3

I would like to create an application which searches for similar documents in its database; eg. the user uploads a document (text, image, etc.), and I would like to query my application for similar ones.

I have already created the neccesseary algorithms for the process (fingerprinting, feature extraction, hashing, hash compare, etc.), I'm looking for a framework, which couples all of these.

For example, if I would implement it in Lucene, I would do the following:

  • Create a custom "tokenizer" and "stemmer" (~ feature extraction and fingerprinting)
  • Than adding the created elements to the Lucene index
  • And finally using the MoreLikeThis class to find the similar documents

So, basically Lucene might be a good choice - but as far as I know, Lucene is not meant to be a document similarity search engine, but rather a term-based searchengine.

My question is: are the any applications/frameworks, which might fit for the above mentioned problem?

Thanks, krisy

UPDATE: It seems like the process I described above is called Content Based Media (Sound, Image, Video.) Retrieval.

→ PROBLEMS:
A. Translate this sentence from the forum post about similar-document search into Spanish: "I would like to create an application which searches for similar documents in its database; eg. the user uploads a document (text, image, etc.), and I would like to query my application for similar ones."
B. Write out the forum post about similar-document search word for word, from "I would like to create" to "all of these.".

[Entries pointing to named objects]
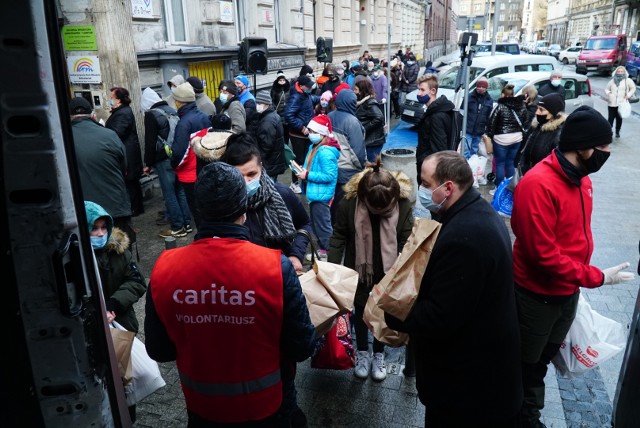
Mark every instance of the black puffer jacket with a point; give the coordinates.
(541, 141)
(370, 116)
(270, 139)
(503, 119)
(123, 122)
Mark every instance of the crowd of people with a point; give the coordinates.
(218, 164)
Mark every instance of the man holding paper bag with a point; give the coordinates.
(463, 325)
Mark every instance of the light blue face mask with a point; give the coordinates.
(98, 242)
(315, 138)
(425, 195)
(252, 187)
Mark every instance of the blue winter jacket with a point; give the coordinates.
(479, 110)
(323, 172)
(191, 120)
(345, 122)
(299, 109)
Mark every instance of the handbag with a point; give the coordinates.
(334, 350)
(591, 340)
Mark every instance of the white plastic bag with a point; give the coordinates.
(624, 109)
(146, 373)
(592, 339)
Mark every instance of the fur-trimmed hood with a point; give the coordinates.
(210, 146)
(551, 125)
(118, 241)
(406, 185)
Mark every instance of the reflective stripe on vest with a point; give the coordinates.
(231, 389)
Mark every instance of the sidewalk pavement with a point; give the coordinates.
(338, 399)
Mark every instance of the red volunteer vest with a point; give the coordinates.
(220, 300)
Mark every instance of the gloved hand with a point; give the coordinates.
(613, 275)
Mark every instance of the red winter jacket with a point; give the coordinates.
(551, 220)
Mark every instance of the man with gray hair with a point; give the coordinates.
(554, 86)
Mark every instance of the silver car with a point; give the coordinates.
(576, 86)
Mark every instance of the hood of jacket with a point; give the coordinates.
(148, 99)
(551, 125)
(406, 186)
(347, 101)
(94, 212)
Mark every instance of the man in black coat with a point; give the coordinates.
(464, 325)
(434, 128)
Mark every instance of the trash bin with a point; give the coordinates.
(402, 160)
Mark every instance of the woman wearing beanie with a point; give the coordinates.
(373, 222)
(620, 88)
(371, 118)
(320, 175)
(506, 129)
(545, 131)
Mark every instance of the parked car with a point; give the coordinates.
(486, 66)
(570, 55)
(577, 86)
(602, 54)
(554, 50)
(633, 61)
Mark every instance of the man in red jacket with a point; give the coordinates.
(551, 221)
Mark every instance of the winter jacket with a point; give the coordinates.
(205, 104)
(322, 176)
(123, 122)
(155, 124)
(370, 116)
(541, 141)
(618, 93)
(236, 112)
(380, 88)
(270, 139)
(299, 109)
(182, 159)
(297, 333)
(300, 219)
(479, 109)
(434, 129)
(122, 282)
(410, 75)
(345, 122)
(343, 237)
(464, 324)
(101, 165)
(503, 119)
(551, 255)
(279, 98)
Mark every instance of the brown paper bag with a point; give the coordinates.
(329, 289)
(398, 289)
(374, 319)
(122, 343)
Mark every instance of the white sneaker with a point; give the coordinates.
(362, 365)
(378, 367)
(295, 187)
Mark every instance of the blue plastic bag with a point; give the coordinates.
(503, 199)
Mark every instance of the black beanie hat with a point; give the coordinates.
(585, 128)
(553, 103)
(196, 83)
(220, 193)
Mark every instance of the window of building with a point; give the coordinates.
(176, 23)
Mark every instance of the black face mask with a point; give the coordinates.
(541, 118)
(595, 162)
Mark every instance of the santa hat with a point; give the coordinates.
(322, 125)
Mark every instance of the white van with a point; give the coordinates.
(487, 66)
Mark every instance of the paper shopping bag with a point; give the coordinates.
(122, 343)
(340, 281)
(374, 319)
(398, 289)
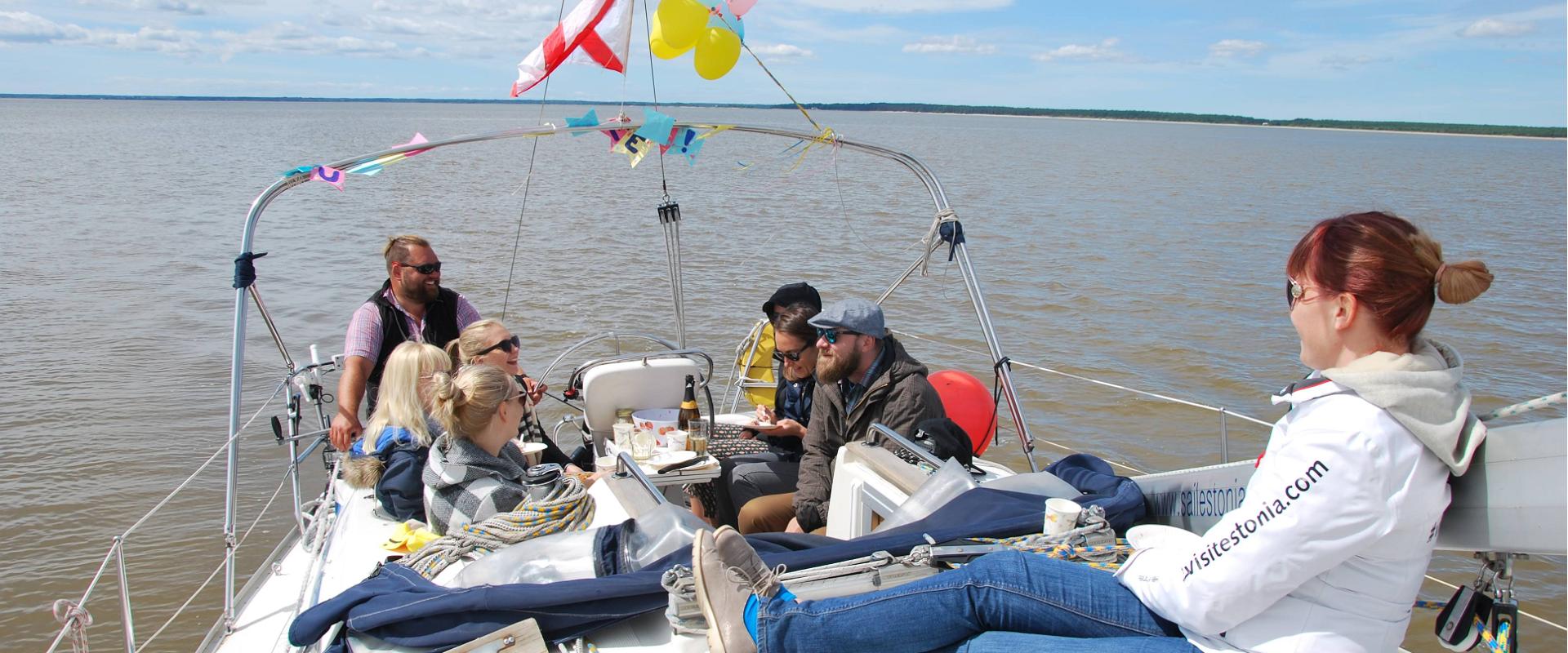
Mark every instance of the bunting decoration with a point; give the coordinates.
(657, 127)
(659, 131)
(330, 175)
(632, 146)
(687, 144)
(590, 119)
(364, 168)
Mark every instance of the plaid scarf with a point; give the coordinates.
(466, 484)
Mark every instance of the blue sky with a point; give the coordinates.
(1496, 61)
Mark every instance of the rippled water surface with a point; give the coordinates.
(1143, 254)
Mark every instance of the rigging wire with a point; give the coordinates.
(653, 80)
(528, 182)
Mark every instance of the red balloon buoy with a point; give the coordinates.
(968, 403)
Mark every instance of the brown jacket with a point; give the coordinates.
(899, 398)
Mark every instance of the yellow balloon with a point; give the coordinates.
(656, 41)
(715, 52)
(681, 22)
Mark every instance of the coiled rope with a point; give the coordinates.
(76, 622)
(1098, 557)
(567, 509)
(1526, 406)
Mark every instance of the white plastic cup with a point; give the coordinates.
(642, 445)
(1060, 516)
(675, 441)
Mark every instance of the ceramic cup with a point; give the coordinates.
(1060, 516)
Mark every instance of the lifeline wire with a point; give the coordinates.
(528, 180)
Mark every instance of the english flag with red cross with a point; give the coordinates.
(596, 32)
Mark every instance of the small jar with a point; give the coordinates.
(623, 429)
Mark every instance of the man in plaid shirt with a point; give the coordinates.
(410, 306)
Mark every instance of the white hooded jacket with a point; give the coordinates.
(1333, 536)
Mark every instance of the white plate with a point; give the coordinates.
(670, 458)
(1153, 535)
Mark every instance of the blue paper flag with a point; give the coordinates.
(590, 119)
(687, 144)
(656, 127)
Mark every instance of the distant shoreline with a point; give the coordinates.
(891, 107)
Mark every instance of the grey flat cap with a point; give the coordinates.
(853, 313)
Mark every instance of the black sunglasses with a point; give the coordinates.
(427, 269)
(792, 356)
(831, 335)
(510, 345)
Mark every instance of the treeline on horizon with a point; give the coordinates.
(915, 107)
(1211, 118)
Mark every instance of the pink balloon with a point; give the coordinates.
(741, 7)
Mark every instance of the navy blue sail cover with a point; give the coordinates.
(403, 608)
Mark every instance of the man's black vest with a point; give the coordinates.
(441, 326)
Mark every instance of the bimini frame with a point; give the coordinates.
(944, 229)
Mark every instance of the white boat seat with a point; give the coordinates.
(634, 384)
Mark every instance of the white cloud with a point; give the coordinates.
(1236, 47)
(1349, 61)
(949, 46)
(1494, 27)
(1104, 51)
(295, 39)
(906, 7)
(27, 27)
(180, 7)
(831, 32)
(782, 52)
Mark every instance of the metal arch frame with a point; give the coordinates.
(265, 198)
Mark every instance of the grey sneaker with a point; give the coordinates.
(722, 594)
(741, 557)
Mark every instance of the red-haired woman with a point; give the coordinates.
(1324, 555)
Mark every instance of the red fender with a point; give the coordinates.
(968, 403)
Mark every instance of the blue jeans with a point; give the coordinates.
(1029, 600)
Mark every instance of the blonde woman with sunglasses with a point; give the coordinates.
(488, 342)
(475, 469)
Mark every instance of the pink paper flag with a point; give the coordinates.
(741, 7)
(330, 175)
(414, 141)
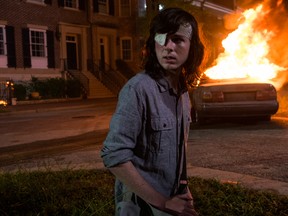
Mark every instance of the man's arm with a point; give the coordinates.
(176, 205)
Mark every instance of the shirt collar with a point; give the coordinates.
(164, 85)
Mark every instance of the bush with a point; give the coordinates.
(73, 88)
(55, 88)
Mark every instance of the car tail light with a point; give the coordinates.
(266, 95)
(216, 96)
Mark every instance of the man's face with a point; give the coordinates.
(172, 50)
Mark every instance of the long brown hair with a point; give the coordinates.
(169, 21)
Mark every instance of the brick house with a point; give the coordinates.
(95, 41)
(82, 39)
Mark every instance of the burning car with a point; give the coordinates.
(248, 59)
(228, 99)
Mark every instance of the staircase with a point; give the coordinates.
(97, 89)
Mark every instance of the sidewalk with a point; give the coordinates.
(206, 173)
(45, 105)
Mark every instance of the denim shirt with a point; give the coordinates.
(145, 129)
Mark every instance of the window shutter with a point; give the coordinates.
(61, 3)
(50, 49)
(26, 48)
(111, 7)
(82, 5)
(95, 6)
(48, 2)
(11, 51)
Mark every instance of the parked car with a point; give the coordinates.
(233, 99)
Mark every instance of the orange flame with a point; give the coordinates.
(246, 51)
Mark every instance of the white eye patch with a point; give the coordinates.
(184, 30)
(160, 38)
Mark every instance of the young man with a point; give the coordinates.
(145, 147)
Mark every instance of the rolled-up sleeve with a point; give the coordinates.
(125, 126)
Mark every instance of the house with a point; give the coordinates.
(94, 41)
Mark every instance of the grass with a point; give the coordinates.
(90, 192)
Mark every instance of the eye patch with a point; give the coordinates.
(160, 38)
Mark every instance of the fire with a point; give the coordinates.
(246, 51)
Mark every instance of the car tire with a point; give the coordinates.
(196, 119)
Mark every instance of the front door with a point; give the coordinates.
(104, 56)
(71, 50)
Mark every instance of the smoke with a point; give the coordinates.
(274, 19)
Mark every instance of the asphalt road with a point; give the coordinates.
(71, 137)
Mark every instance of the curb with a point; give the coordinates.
(247, 181)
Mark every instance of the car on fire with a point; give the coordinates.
(221, 99)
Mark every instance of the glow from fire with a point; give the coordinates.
(246, 51)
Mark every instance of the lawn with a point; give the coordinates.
(90, 192)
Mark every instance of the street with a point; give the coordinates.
(72, 138)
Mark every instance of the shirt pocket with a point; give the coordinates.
(162, 134)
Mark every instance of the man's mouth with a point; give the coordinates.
(169, 57)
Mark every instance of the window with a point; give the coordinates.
(103, 6)
(3, 51)
(2, 41)
(36, 1)
(142, 7)
(71, 3)
(126, 49)
(38, 47)
(125, 8)
(37, 43)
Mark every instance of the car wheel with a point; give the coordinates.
(196, 119)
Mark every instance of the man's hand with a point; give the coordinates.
(181, 205)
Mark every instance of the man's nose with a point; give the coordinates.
(169, 44)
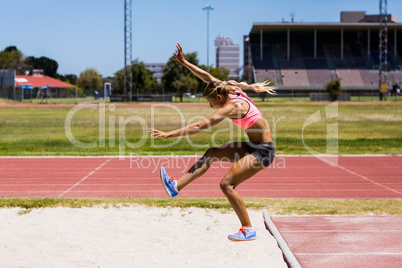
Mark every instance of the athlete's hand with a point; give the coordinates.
(158, 134)
(179, 55)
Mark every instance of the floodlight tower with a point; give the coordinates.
(128, 45)
(208, 8)
(383, 48)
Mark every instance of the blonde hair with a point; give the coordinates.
(225, 87)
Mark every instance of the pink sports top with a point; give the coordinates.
(251, 117)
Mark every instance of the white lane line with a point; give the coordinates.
(351, 254)
(367, 179)
(84, 178)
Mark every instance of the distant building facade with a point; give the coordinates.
(227, 55)
(156, 69)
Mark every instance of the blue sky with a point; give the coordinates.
(82, 34)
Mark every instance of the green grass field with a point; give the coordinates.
(358, 207)
(364, 128)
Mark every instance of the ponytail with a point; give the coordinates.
(226, 87)
(257, 87)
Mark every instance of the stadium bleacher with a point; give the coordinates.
(307, 56)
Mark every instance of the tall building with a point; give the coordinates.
(227, 55)
(156, 69)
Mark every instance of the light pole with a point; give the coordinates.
(208, 8)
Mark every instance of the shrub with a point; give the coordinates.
(334, 89)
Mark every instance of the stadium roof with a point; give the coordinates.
(273, 27)
(40, 81)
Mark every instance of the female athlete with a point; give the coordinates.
(249, 158)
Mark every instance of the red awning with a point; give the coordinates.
(40, 81)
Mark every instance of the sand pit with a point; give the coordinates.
(131, 237)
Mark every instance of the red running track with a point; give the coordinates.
(336, 241)
(287, 177)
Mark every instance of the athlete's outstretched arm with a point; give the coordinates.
(229, 110)
(200, 73)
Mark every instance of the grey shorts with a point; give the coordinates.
(263, 151)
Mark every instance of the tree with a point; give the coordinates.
(48, 66)
(334, 89)
(143, 79)
(89, 80)
(185, 84)
(12, 59)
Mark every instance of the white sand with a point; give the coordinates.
(131, 237)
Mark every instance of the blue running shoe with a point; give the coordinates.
(170, 183)
(244, 234)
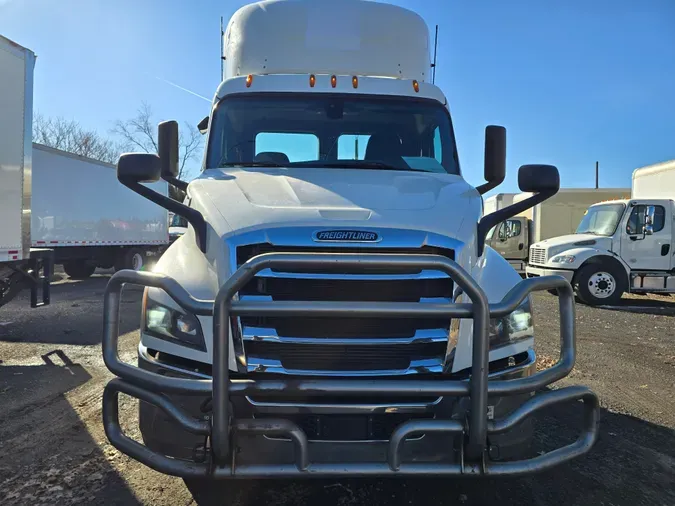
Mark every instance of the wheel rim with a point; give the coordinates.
(602, 285)
(137, 261)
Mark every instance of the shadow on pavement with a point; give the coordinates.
(47, 453)
(644, 305)
(74, 316)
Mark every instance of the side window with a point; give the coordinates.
(636, 220)
(438, 149)
(509, 229)
(352, 146)
(282, 148)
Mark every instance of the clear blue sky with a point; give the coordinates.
(573, 82)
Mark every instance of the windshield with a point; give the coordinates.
(178, 221)
(327, 130)
(601, 220)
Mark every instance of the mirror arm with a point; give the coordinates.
(178, 183)
(193, 216)
(493, 219)
(486, 187)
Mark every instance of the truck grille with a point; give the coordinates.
(537, 256)
(345, 345)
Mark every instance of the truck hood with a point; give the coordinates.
(557, 245)
(247, 199)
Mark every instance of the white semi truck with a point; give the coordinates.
(559, 215)
(61, 208)
(332, 312)
(620, 246)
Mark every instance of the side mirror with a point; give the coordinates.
(138, 168)
(203, 125)
(538, 178)
(167, 148)
(543, 180)
(648, 228)
(495, 158)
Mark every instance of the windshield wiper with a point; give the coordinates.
(251, 164)
(352, 164)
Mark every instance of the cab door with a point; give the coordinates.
(511, 238)
(643, 248)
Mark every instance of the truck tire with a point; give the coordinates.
(600, 284)
(132, 258)
(212, 492)
(78, 269)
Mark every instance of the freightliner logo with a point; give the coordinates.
(346, 236)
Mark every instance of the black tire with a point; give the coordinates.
(600, 284)
(132, 258)
(78, 269)
(220, 492)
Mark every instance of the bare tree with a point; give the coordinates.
(140, 133)
(69, 135)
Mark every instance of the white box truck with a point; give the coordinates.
(20, 264)
(559, 215)
(620, 246)
(330, 313)
(497, 202)
(82, 212)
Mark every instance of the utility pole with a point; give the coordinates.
(597, 174)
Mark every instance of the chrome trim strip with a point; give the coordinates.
(263, 334)
(269, 298)
(144, 355)
(27, 180)
(267, 365)
(343, 409)
(425, 274)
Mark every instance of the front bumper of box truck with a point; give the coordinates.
(209, 427)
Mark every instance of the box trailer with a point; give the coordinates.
(82, 212)
(559, 215)
(20, 264)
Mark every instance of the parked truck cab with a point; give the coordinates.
(620, 246)
(332, 309)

→ SOLUTIONS BY TASK:
A. Me gustaría crear una aplicación que busque documentos similares en su base de datos; por ejemplo, el usuario sube un documento (texto, imagen, etc.) y me gustaría consultar mi aplicación para encontrar otros parecidos.

B.
I would like to create an application which searches for similar documents in its database; eg. the user uploads a document (text, image, etc.), and I would like to query my application for similar ones.

I have already created the neccesseary algorithms for the process (fingerprinting, feature extraction, hashing, hash compare, etc.), I'm looking for a framework, which couples all of these.